:: RECORDS FOR THIS TASK ::
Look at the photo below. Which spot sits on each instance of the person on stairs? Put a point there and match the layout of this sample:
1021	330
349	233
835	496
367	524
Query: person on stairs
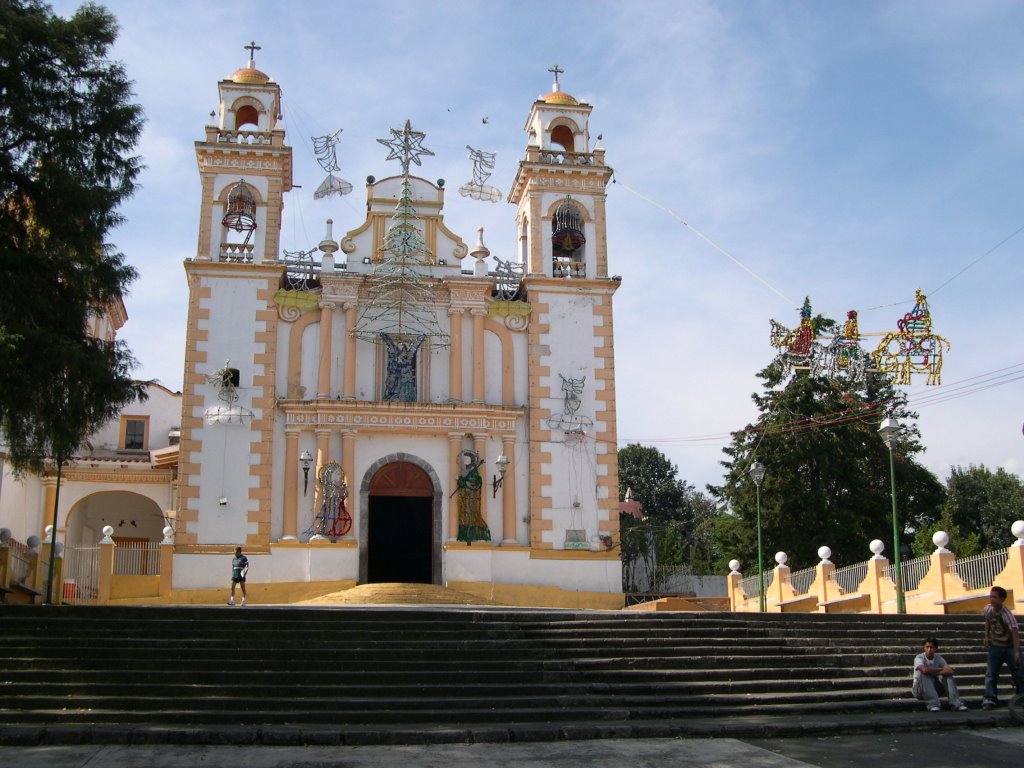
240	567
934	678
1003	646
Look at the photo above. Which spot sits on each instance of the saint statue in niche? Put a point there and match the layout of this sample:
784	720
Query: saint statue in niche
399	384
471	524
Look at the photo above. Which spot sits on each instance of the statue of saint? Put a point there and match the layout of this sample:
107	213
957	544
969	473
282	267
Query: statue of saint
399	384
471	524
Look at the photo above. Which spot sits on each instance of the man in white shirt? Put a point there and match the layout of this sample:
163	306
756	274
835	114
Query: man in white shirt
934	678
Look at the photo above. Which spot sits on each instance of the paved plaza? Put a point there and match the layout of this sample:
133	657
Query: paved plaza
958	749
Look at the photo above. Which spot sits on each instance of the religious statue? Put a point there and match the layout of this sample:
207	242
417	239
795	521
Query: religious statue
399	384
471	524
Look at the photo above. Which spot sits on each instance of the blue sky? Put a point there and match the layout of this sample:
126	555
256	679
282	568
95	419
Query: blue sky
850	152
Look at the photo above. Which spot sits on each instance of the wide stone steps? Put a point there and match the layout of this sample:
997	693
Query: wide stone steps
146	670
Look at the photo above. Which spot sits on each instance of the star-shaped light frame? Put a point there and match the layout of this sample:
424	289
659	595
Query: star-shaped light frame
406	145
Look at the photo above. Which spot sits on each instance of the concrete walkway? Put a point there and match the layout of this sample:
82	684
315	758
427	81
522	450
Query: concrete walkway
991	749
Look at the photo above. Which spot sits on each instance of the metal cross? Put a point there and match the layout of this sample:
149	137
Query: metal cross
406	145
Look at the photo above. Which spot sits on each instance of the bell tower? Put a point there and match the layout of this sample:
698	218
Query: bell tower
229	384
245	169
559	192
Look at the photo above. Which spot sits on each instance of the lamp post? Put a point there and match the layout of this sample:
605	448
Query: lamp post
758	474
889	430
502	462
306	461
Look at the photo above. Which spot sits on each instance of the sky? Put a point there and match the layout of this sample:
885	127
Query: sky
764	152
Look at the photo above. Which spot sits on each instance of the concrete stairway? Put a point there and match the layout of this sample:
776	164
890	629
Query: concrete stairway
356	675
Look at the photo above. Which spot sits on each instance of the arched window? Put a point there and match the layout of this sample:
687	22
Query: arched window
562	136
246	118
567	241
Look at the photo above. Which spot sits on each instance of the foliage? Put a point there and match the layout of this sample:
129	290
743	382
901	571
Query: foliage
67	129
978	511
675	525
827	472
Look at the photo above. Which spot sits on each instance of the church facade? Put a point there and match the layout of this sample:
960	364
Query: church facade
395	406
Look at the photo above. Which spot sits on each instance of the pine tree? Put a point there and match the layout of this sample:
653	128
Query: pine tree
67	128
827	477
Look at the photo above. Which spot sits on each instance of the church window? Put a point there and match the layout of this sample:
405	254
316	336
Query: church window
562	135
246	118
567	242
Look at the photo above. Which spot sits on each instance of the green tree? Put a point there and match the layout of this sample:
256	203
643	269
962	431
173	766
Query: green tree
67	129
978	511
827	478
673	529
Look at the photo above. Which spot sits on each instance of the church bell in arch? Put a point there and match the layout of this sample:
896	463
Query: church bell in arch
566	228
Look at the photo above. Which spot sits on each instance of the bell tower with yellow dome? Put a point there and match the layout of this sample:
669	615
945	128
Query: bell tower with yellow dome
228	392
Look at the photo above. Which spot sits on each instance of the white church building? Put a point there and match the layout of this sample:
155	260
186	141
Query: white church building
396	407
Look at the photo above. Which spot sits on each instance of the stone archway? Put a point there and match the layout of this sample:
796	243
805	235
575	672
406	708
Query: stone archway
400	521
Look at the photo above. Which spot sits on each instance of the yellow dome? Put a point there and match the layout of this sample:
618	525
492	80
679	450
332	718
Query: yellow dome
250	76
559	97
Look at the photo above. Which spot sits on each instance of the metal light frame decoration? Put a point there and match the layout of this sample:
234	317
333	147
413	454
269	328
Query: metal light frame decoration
:::
:: RECORDS FOR THIS TASK ::
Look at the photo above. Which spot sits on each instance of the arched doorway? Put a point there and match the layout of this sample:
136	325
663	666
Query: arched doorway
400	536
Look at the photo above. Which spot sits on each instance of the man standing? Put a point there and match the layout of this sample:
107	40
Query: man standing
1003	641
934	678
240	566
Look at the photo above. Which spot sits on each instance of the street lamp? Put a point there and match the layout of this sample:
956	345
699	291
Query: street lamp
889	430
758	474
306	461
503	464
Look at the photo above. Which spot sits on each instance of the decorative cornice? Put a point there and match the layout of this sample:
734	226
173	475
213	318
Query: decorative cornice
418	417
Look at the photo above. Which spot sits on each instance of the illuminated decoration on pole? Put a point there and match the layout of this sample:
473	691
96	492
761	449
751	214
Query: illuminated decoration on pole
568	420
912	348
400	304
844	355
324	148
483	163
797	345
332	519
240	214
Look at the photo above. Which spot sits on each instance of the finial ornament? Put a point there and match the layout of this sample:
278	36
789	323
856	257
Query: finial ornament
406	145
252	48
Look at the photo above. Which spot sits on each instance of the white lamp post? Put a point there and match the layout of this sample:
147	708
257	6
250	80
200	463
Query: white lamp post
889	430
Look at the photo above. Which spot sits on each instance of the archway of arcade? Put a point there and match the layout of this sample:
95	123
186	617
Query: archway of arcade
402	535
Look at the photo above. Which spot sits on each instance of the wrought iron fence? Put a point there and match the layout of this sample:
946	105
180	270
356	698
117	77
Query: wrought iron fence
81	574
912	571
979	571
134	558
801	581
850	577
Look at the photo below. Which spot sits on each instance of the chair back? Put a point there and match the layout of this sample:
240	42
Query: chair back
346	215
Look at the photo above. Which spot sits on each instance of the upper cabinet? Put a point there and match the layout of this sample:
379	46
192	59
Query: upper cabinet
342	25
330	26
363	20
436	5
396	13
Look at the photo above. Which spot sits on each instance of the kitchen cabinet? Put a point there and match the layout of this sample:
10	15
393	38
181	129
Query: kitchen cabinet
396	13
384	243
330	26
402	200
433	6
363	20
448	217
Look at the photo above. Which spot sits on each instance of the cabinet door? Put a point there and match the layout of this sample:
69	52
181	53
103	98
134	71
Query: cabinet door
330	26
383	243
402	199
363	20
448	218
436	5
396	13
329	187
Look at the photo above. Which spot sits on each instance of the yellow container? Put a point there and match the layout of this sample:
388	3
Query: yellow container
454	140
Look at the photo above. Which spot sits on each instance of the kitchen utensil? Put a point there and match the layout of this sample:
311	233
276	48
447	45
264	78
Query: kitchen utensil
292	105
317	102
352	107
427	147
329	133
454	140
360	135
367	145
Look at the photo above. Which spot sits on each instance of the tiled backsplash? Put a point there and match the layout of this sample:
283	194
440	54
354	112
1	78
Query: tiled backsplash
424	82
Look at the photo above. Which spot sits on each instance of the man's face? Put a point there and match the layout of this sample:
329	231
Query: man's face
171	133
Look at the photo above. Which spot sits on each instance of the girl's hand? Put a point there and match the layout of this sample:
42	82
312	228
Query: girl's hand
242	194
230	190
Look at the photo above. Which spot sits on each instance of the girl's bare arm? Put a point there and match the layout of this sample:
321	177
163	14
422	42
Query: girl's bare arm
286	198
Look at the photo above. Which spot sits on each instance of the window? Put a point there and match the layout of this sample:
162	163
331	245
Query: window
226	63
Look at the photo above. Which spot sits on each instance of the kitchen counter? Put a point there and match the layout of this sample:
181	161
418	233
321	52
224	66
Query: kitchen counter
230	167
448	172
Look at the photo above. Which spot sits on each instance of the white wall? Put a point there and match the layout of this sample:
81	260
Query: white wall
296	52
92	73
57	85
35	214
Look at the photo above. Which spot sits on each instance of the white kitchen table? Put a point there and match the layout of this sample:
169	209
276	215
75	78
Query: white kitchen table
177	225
:::
• TASK BRIEF: Please identify each line in the listing above that contains the word "arcade" and copy those lines out in full.

• FINISHED EXERCISE:
Look at the photo above. Which spot sits on each instance of the archway of arcade? Put a point there and match the layout of this sample:
Query: archway of arcade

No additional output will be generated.